My calculation, probably missing something, but here's what I did:
$$
1 \mathrm{\ \mu A} + (50 \mathrm{\ mA} \times 0.1\%) + 25 \mathrm{\ \mu A} =
76 \mathrm{\ \mu A}
$$
$$
\frac{76 \mathrm{\ \mu A}}{ 80 \, \% \mbox{ efficiency}} = 88 \mathrm{\ \mu A}
$$
Round up to \$100 \mathrm{\ \mu A} = 0.1 \mathrm{\ mA}\$
$$
\frac{2700 \mathrm{\ mAh}}{ 0.1 \mathrm{\ mA}} \approx 3 \mbox{ years}
$$
If you're using rechargeable batteries, they'll discharge on their own long before that. Or if any of your other calculations are off (like maybe it's a 98% instead of 99.9% sleep), that will affect it a lot too.
You are very close. The average power is a very accurate way to do this given that you are not pulling such a high current that the effective capacity of the battery fluctuates.

▶ [REQUIRED WORK]
(a) What battery capacity is used in the battery-life calculation?
(b) Continue the discussion of the battery-life calculation from its final sentence.
The records that come next have no connection to the battery-life calculation.

▶ [SUPPLIED ENTRIES]
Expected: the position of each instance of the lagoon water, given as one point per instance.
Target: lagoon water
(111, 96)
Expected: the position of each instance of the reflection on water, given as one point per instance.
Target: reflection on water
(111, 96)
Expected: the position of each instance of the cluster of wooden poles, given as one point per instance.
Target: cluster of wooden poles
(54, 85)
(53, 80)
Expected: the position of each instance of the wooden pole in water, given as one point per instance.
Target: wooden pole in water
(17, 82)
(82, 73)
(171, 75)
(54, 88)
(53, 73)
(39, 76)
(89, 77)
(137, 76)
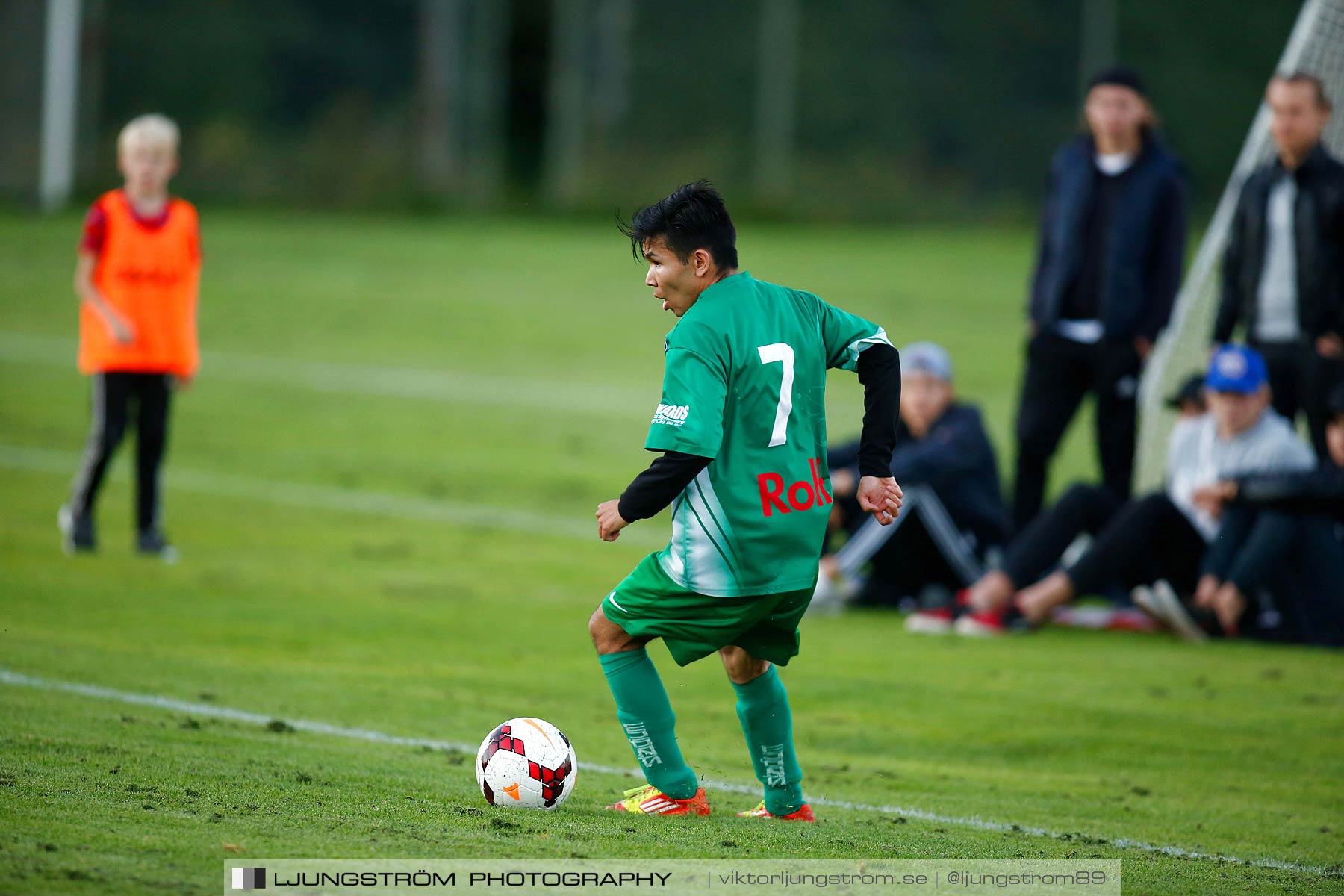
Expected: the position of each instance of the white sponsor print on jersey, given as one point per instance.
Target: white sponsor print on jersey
(671, 414)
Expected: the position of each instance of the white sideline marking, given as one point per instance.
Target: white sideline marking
(361, 379)
(324, 497)
(16, 679)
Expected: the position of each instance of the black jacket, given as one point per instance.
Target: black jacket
(1319, 240)
(1320, 491)
(1147, 240)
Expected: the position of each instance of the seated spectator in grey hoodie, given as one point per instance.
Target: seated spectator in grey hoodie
(953, 507)
(1280, 548)
(1162, 538)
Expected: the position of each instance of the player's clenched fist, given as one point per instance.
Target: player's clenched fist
(880, 497)
(609, 521)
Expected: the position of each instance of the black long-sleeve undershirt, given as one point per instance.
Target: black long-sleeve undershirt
(659, 485)
(880, 371)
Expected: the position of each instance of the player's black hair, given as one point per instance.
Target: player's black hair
(694, 217)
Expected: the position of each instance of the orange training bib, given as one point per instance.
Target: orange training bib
(149, 276)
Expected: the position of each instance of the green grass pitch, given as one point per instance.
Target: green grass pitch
(383, 485)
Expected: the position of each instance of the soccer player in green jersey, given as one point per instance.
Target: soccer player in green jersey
(741, 426)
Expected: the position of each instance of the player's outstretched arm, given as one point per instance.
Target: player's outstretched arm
(880, 371)
(651, 491)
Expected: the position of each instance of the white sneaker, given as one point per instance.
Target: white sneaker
(929, 622)
(1162, 603)
(831, 595)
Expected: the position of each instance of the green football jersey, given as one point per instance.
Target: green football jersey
(745, 385)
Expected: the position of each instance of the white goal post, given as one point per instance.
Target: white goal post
(1316, 46)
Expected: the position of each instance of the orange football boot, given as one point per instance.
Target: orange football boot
(651, 801)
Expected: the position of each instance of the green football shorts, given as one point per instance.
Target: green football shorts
(650, 605)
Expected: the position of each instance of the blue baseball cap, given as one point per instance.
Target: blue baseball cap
(927, 358)
(1236, 368)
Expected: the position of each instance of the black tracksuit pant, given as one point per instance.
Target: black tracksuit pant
(1145, 541)
(1060, 374)
(1036, 550)
(1297, 558)
(1301, 381)
(116, 398)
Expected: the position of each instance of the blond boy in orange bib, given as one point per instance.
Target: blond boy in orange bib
(136, 277)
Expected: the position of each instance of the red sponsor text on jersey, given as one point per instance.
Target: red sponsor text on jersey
(797, 496)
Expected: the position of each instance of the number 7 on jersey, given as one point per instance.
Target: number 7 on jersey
(781, 352)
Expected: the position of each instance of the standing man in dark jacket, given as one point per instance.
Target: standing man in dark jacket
(1112, 245)
(1284, 267)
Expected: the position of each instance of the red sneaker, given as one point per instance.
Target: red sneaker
(981, 625)
(651, 801)
(759, 812)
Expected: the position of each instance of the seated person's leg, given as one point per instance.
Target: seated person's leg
(1140, 544)
(1269, 541)
(903, 564)
(1083, 508)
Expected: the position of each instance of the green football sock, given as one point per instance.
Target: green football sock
(768, 724)
(645, 715)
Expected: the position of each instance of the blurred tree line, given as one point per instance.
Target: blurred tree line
(878, 109)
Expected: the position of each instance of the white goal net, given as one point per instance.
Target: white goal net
(1316, 47)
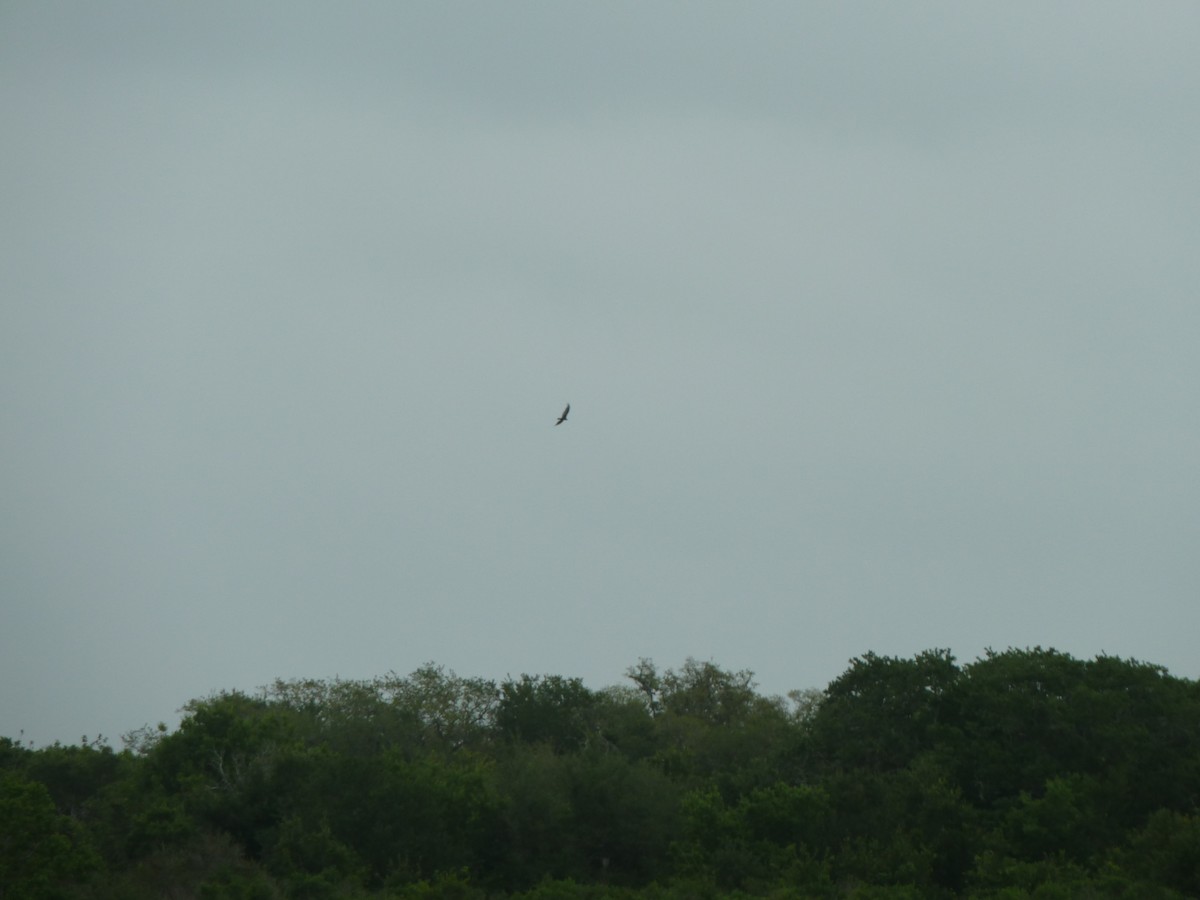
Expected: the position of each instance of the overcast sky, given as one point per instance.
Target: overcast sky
(879, 323)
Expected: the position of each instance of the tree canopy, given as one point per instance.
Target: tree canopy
(1025, 773)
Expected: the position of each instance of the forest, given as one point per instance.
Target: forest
(1026, 773)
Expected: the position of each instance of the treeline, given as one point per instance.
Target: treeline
(1023, 774)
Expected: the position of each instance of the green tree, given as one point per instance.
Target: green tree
(42, 852)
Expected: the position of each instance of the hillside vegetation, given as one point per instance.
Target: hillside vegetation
(1025, 773)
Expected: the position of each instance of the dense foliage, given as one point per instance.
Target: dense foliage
(1026, 773)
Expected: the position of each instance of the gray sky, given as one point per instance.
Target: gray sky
(879, 323)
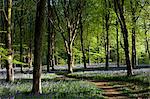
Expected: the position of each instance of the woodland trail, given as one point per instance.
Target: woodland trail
(110, 92)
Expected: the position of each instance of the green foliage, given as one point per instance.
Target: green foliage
(3, 54)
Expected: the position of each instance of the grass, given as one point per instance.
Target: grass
(52, 89)
(134, 86)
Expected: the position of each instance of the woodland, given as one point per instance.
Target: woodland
(74, 49)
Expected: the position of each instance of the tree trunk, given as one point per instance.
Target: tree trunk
(82, 42)
(51, 38)
(70, 59)
(39, 31)
(9, 64)
(119, 12)
(147, 50)
(133, 34)
(107, 32)
(107, 45)
(89, 61)
(117, 40)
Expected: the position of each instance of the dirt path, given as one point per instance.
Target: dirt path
(110, 92)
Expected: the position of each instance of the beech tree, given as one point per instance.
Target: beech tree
(9, 64)
(39, 31)
(119, 9)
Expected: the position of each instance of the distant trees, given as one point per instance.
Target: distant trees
(68, 24)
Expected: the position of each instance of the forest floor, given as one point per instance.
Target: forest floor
(94, 82)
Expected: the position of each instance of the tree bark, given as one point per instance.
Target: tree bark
(117, 40)
(133, 35)
(107, 32)
(119, 12)
(82, 42)
(21, 37)
(39, 31)
(9, 64)
(51, 38)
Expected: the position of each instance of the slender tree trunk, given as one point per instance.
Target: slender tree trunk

▶ [FINAL RESULTS]
(a) 2700 mAh.

(b)
Batteries, Batteries, and More Batteries
There is one very important term, and that is the self discharge rate of the battery. This is dependent on chemistry, but lets say you get a nickel-metal hydride. The self discharge rate is
"20% or more in first 24 hours, plus 4% per day thereafter" if it is not a
low self discharge rate NiMH, which still discharges around 25 or so % a year.
Lithium batteries have some of the best characteristics for self discharge rate and my experience supports this fact. I think battery university has a great site to discuss many different battery characteristics and I often point people there to learn about batteries when they are starting to work with them. If you want to compare battery discharge rates they have an entire article discussing the phenomena.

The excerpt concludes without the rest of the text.